SOURCE TEXT: Begin

ISLAMABAD: In Pakistan a new restriction on drugs proving fatal for critically-endangered species of vultures has revived hope that as a result of these steps mass murder of this environment-friendly bird will come to an end.

As compared to 1980s and 90s, currently the vultures’ population has gone down by 90 per cent in the country and this alarming drop in their number is due to widespread use of non-steroidal anti-inflammatory drugs (NSAIDs).

These medicines cause renal failure when ingested.

Yet since 2006, only one such drug has been banned here in Pakistan and that too when the region’s collective vulture population was decreased by more than 95 per cent from the mid-1990s onwards.

In Sindh, the health officials have now imposed restriction on two more common drugs after years of demands and lobbying by conservationists.

According to World Wildlife Fund Pakistan chapter’s representative, Muhammad Jamshed Iqbal, the restriction is a result of long, consistent efforts by environmentalists.

“First we decided to restrict these drugs’ availability,” he said. “We wrote to the provincial health secretary asking him to restrict these two drugs from the area. They have restricted this drug and that is good news for the province’s vultures.”

The Chief Drug Inspector of Sindh has also ordered regional and district drug inspectors to restrict the use of aceclofenac and ketoprofen.

The Pakistan Vulture Restoration Project (PVRP) led by Iqbal has spent the past 12 years campaigning for the banning of the toxic non-steroidal anti-inflammatory drugs (NSAIDs) which cause kidney failure in the birds.

According to well known environmentalist Munir Ahmed in Islamabad, vultures control the population of disease-carrying scavengers that are a threat to human health.

These birds hold the key to ecosystem, he said, and the potential for disease transmission is reduced.

Without vultures, the number of mammalian scavengers increases, which gives rise to the threat of potential for disease transmission, threatening the health of humans and wildlife, he said. The government must ensure that recent restrictions on particular veterinary drugs, typically used in the breeding of livestock, are enforced, he said.

SOURCE TEXT: End
STUDY MATERIAL: Begin

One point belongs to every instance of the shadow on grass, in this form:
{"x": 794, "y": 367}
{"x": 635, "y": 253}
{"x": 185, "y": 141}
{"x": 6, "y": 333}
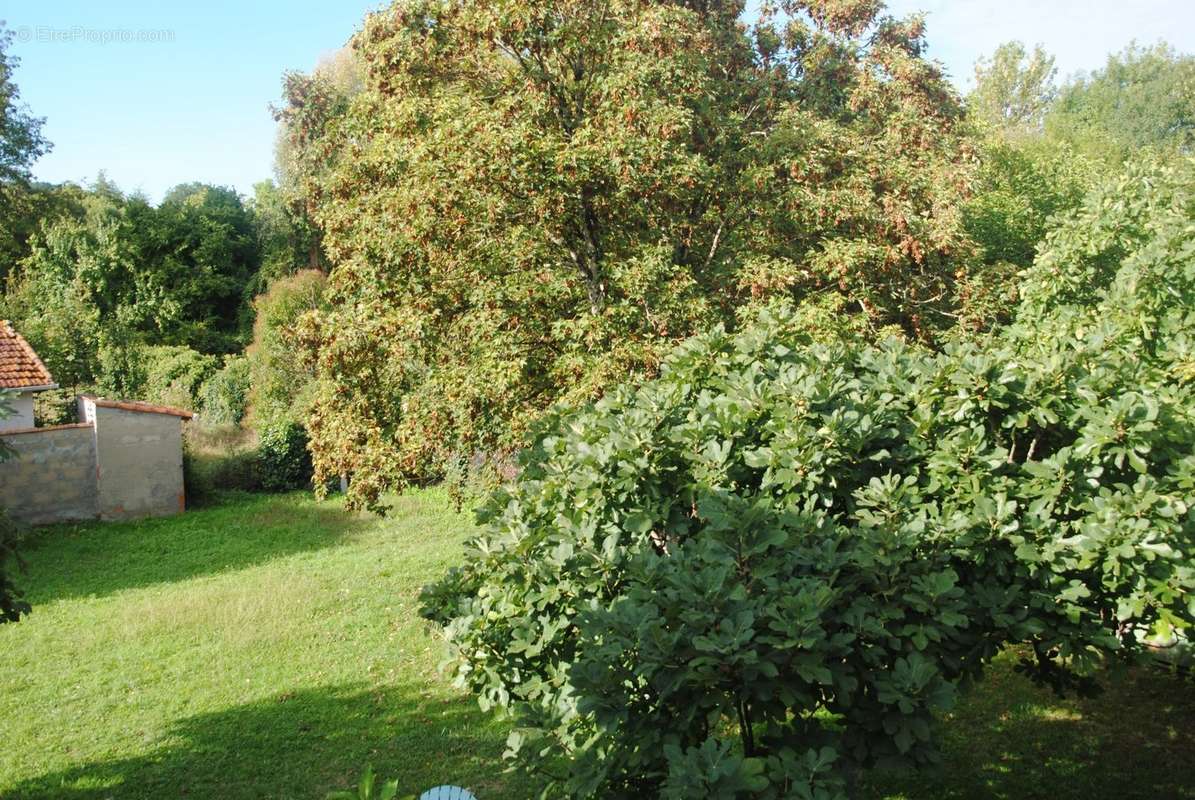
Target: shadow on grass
{"x": 304, "y": 745}
{"x": 1011, "y": 740}
{"x": 99, "y": 559}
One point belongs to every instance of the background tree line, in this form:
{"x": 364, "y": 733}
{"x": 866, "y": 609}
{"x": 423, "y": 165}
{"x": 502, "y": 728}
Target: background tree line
{"x": 527, "y": 203}
{"x": 524, "y": 206}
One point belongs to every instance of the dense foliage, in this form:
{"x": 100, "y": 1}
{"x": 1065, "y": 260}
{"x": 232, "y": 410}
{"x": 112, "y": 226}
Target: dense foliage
{"x": 533, "y": 201}
{"x": 283, "y": 460}
{"x": 225, "y": 395}
{"x": 20, "y": 145}
{"x": 1144, "y": 98}
{"x": 281, "y": 376}
{"x": 771, "y": 566}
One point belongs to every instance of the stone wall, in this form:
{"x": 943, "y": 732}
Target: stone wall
{"x": 140, "y": 460}
{"x": 22, "y": 413}
{"x": 53, "y": 478}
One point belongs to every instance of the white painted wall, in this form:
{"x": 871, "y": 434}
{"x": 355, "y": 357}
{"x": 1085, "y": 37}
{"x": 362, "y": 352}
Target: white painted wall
{"x": 23, "y": 405}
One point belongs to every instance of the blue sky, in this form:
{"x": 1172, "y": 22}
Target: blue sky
{"x": 191, "y": 103}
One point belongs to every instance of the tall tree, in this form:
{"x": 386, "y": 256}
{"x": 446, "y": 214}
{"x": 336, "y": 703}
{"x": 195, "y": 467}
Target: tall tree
{"x": 20, "y": 144}
{"x": 531, "y": 201}
{"x": 1013, "y": 89}
{"x": 1143, "y": 98}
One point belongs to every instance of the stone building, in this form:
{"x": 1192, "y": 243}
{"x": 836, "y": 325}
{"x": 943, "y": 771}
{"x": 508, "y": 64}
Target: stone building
{"x": 23, "y": 374}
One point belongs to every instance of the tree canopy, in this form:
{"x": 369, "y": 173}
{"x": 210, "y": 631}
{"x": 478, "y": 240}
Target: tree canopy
{"x": 773, "y": 565}
{"x": 529, "y": 202}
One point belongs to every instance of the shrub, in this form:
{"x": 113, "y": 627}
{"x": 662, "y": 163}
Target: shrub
{"x": 226, "y": 394}
{"x": 175, "y": 374}
{"x": 281, "y": 379}
{"x": 283, "y": 462}
{"x": 216, "y": 459}
{"x": 770, "y": 567}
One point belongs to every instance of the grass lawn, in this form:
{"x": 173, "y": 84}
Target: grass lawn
{"x": 270, "y": 647}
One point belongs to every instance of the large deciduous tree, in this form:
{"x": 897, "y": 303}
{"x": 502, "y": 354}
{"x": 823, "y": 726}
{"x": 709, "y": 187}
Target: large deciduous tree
{"x": 531, "y": 201}
{"x": 20, "y": 144}
{"x": 1143, "y": 98}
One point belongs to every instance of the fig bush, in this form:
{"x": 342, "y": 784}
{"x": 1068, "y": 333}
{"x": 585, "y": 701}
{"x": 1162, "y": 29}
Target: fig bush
{"x": 772, "y": 566}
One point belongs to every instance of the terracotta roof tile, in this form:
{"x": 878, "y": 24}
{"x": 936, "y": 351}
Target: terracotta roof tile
{"x": 19, "y": 366}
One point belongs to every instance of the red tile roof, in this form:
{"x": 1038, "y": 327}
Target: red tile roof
{"x": 19, "y": 366}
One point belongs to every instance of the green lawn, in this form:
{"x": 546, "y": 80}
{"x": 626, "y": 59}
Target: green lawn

STUDY MATERIAL: End

== PROBLEMS AND TASKS ==
A. According to the vulture article, how much has Pakistan's vulture population dropped since the 1980s and 90s?
B. Rewrite the vulture article between "In Sindh, the" and "aceclofenac and ketoprofen.", inclusive, putting "wildlife advocates" in place of "conservationists".
The rows are separate material and are not connected to the vulture article.

== LIST OF ANSWERS ==
A. It has dropped by 90 per cent.

B.
In Sindh, the health officials have now imposed restriction on two more common drugs after years of demands and lobbying by wildlife advocates.

According to World Wildlife Fund Pakistan chapter’s representative, Muhammad Jamshed Iqbal, the restriction is a result of long, consistent efforts by environmentalists.

“First we decided to restrict these drugs’ availability,” he said. “We wrote to the provincial health secretary asking him to restrict these two drugs from the area. They have restricted this drug and that is good news for the province’s vultures.”

The Chief Drug Inspector of Sindh has also ordered regional and district drug inspectors to restrict the use of aceclofenac and ketoprofen.